Provided text:

1. The relative pronouns:

The relative pronouns are:
 

Subject  Object  Possessive
who whom, who whose
which which whose
that that  


We use who and whom for people, and which for things.
We use that for people or things.

We use relative pronouns to introduce relative clauses, which tell us more about people and things.

2. Relative clauses to postmodify a noun 

We use relative clauses to postmodify a noun - to make clear which person or thing we are talking about. In these clauses we can have the relative pronoun who, which, whose or that

  • as subject (see Clauses Sentences and Phrases)

Isn’t that the woman who lives across the road from you?
The police said the accident that happened last night was unavoidable
The newspaper reported that the tiger which killed its keeper has been put down.

WARNING:
The relative pronoun is the subject of the clause.
We do not repeat the subject:

*The woman who [she] lives across the road…
*The tiger which [it] killed its keeper …

  • as object of a clause (see Clauses, Sentences and Phrases)

Have you seen those people who we met on holiday?

Data listing:
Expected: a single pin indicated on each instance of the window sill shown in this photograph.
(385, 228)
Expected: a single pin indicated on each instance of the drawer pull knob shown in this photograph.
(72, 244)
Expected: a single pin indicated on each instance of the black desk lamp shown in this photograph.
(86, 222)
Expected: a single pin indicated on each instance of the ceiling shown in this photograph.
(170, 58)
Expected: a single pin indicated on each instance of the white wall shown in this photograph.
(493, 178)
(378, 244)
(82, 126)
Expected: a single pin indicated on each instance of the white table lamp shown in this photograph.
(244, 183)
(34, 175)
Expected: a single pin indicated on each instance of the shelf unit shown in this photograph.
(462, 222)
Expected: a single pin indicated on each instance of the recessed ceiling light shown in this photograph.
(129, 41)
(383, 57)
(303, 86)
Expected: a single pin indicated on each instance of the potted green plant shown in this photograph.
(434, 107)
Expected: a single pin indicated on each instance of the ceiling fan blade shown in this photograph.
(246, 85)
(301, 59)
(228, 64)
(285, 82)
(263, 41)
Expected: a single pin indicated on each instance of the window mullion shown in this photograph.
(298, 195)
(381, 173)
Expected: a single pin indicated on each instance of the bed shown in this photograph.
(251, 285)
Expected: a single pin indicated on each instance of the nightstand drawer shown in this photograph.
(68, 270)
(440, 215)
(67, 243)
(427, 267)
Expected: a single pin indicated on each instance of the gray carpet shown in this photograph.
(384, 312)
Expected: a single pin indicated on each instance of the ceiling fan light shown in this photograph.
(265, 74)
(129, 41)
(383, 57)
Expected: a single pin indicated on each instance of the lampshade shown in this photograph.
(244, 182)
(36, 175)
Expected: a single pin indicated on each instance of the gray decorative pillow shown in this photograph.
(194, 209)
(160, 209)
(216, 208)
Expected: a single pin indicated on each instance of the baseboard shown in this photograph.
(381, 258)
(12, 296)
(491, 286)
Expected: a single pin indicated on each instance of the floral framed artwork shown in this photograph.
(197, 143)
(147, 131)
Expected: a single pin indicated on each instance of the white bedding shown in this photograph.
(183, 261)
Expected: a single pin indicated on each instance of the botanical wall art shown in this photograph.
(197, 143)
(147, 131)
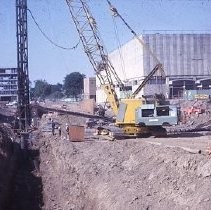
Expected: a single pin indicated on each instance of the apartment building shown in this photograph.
(8, 84)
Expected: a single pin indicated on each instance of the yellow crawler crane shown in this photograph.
(128, 112)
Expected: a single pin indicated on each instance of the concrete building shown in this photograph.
(90, 88)
(8, 84)
(186, 59)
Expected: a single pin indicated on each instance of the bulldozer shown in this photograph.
(135, 116)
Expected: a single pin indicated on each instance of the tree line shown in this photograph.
(72, 87)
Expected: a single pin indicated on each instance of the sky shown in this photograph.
(52, 64)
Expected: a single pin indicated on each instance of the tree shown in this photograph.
(41, 89)
(73, 84)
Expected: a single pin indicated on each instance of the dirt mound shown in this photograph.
(7, 164)
(122, 175)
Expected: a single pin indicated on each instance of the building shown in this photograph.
(8, 84)
(186, 60)
(90, 88)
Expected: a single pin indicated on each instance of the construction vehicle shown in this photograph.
(131, 111)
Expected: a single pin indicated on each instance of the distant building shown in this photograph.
(186, 60)
(8, 84)
(90, 88)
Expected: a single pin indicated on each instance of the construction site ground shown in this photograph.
(137, 173)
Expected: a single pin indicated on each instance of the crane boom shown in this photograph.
(157, 67)
(128, 112)
(93, 47)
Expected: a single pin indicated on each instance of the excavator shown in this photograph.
(133, 115)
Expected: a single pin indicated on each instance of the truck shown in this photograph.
(131, 113)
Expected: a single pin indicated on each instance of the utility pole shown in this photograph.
(24, 116)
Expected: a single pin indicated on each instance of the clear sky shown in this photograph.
(53, 64)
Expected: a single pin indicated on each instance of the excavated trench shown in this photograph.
(54, 173)
(20, 183)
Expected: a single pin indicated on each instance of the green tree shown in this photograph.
(73, 84)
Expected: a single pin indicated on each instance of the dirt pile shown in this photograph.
(7, 164)
(122, 175)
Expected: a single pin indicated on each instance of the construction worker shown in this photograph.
(53, 127)
(60, 131)
(67, 130)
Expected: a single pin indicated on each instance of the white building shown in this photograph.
(8, 84)
(185, 57)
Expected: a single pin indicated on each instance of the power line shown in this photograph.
(47, 37)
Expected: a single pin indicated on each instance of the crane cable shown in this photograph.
(50, 40)
(115, 13)
(119, 44)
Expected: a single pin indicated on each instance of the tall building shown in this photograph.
(186, 60)
(90, 88)
(8, 84)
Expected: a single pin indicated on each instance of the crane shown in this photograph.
(158, 65)
(127, 111)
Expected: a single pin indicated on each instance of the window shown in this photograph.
(162, 111)
(147, 112)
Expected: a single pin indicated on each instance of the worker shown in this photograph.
(67, 130)
(60, 131)
(53, 127)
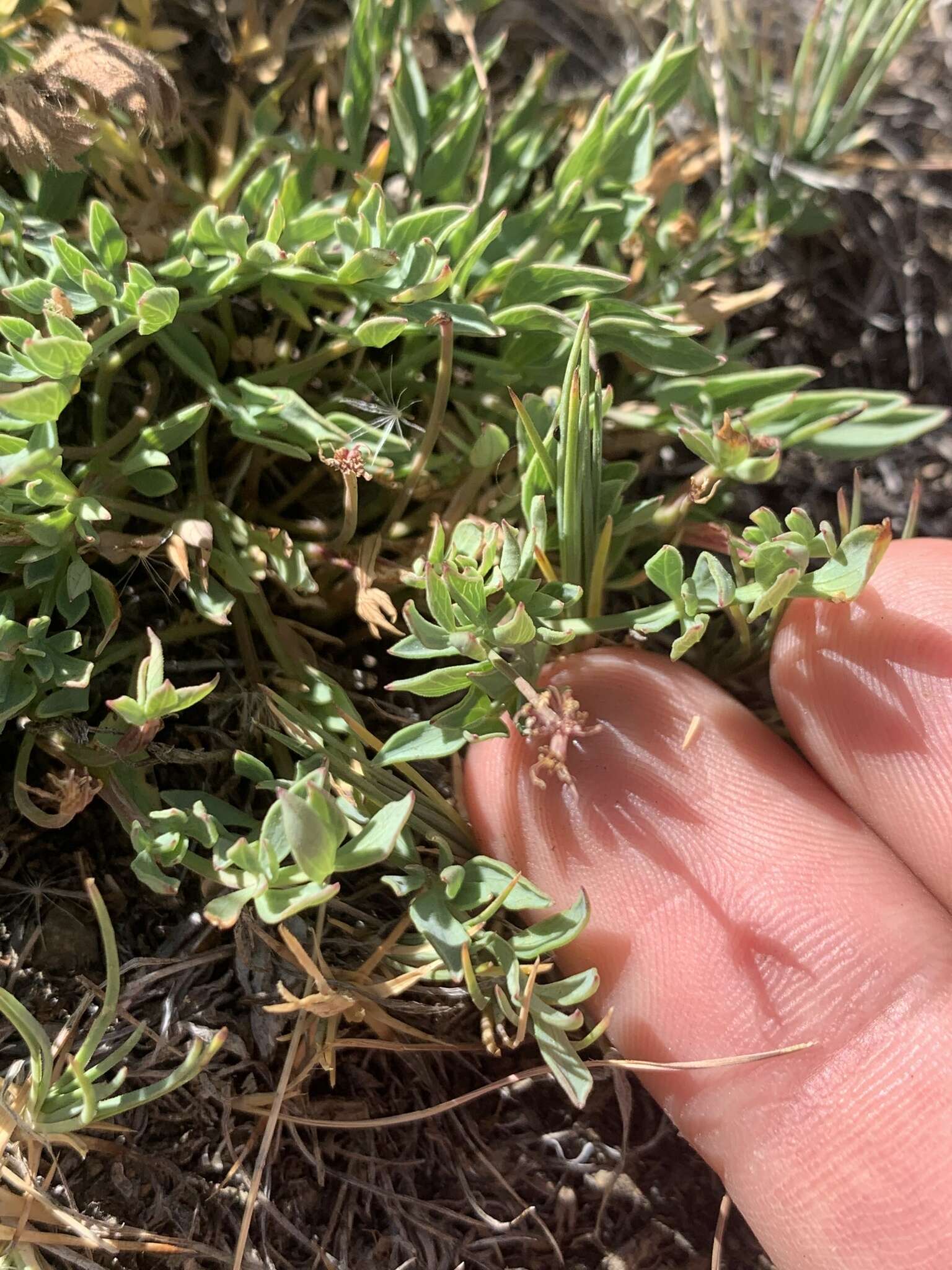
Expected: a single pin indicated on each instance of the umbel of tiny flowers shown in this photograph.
(552, 719)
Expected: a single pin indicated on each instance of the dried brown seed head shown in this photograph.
(41, 120)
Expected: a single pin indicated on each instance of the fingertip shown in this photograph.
(866, 691)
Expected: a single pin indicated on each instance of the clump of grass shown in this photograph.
(550, 450)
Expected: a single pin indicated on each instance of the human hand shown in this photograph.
(744, 901)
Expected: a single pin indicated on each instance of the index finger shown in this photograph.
(738, 906)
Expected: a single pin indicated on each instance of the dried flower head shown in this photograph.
(553, 718)
(41, 111)
(348, 460)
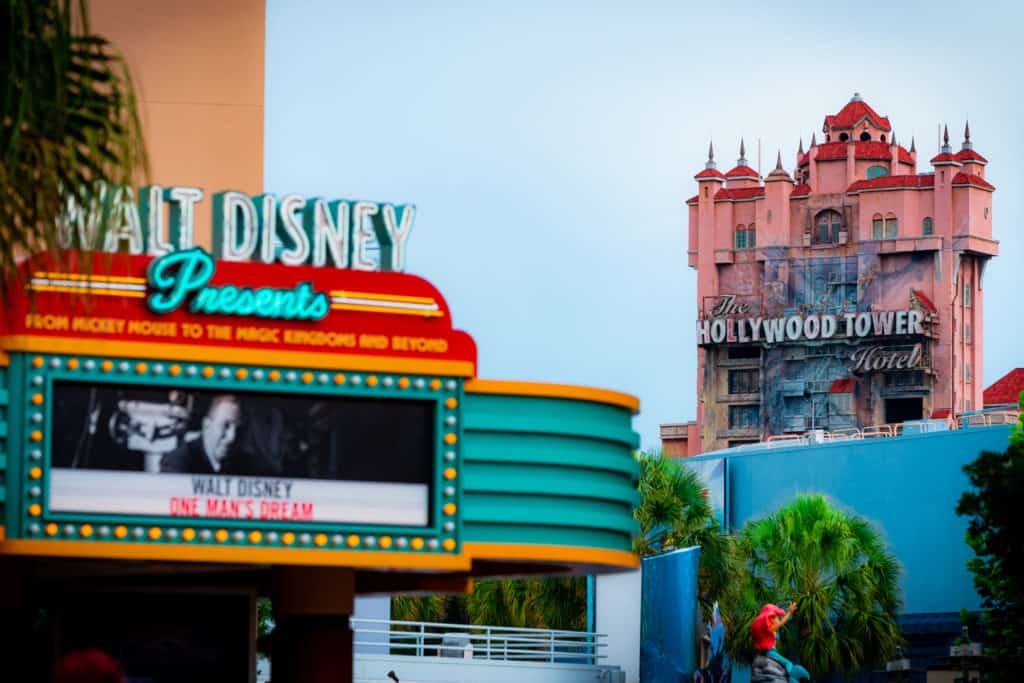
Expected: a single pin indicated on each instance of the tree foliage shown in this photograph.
(995, 532)
(558, 602)
(674, 512)
(837, 568)
(69, 126)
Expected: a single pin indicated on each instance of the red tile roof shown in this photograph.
(738, 194)
(844, 385)
(850, 115)
(894, 182)
(944, 158)
(973, 180)
(742, 171)
(1007, 389)
(829, 151)
(709, 173)
(966, 156)
(925, 301)
(803, 189)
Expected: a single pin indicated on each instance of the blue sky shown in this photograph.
(549, 148)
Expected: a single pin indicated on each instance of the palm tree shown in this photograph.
(837, 568)
(69, 126)
(674, 512)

Task list:
• 1. In the text on relative pronouns, which relative pronoun can be used for both people and things?
• 2. Name each distinct relative pronoun that appears in the table of the text on relative pronouns.
The lines are not needed for any of this work.

Full solutions:
• 1. That.

• 2. Who, whom, whose, which, that.